_Required work_: Render each line of the listing below as a numbered list, skipping any blank lines and leaving out the pictures.

_Data for this exercise_:
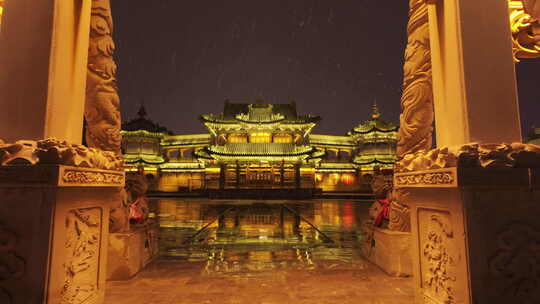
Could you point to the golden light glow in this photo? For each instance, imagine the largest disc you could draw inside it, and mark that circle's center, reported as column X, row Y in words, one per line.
column 283, row 138
column 238, row 138
column 260, row 137
column 525, row 45
column 347, row 179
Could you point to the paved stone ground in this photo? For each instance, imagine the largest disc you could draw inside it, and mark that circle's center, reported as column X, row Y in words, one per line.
column 179, row 282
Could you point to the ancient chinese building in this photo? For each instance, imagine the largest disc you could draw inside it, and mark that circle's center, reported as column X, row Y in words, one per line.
column 258, row 146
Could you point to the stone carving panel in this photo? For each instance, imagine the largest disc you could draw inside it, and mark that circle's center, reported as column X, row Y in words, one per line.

_Response below_:
1. Could you point to the golden light glow in this photo? For each instance, imagine the largest disc you could draw inside it, and mark that circle's center, reported as column X, row Y in words, one per line.
2. column 283, row 138
3. column 238, row 138
4. column 260, row 137
5. column 525, row 45
6. column 347, row 179
7. Could you point to the paved stone ground in this photo? For each instance, imagine the largest disc you could draw inside it, and mark that circle's center, reported as column X, row Y in words, one per line.
8. column 179, row 282
9. Could you point to the ancient chinese building in this photo? For each instance, imagine the largest disc you could draw inside it, and mark that circle's center, reported as column X, row Y in words, one per line.
10. column 258, row 146
11. Could you point to the stone carving panel in this photo? For each instance, imagine the largest disc you could draw inside it, and mark that circle's center, reported as column X, row Y in words, one per line.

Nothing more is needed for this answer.